## What to work on
Reproduce each of the following items word for word.

## Data extract
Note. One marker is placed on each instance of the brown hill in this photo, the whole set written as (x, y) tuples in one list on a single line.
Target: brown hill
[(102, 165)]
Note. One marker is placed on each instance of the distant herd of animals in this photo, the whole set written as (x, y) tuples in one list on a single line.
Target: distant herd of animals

## Correct output
Note. One marker is placed on each instance of the brown hill in this photo, the whole set written as (x, y) tuples in one list on a single line.
Target: brown hill
[(102, 165)]
Note. One marker is placed on each instance of the distant herd of animals in this photo, the whole set written as (x, y) tuples in one list on a single line.
Target: distant herd of animals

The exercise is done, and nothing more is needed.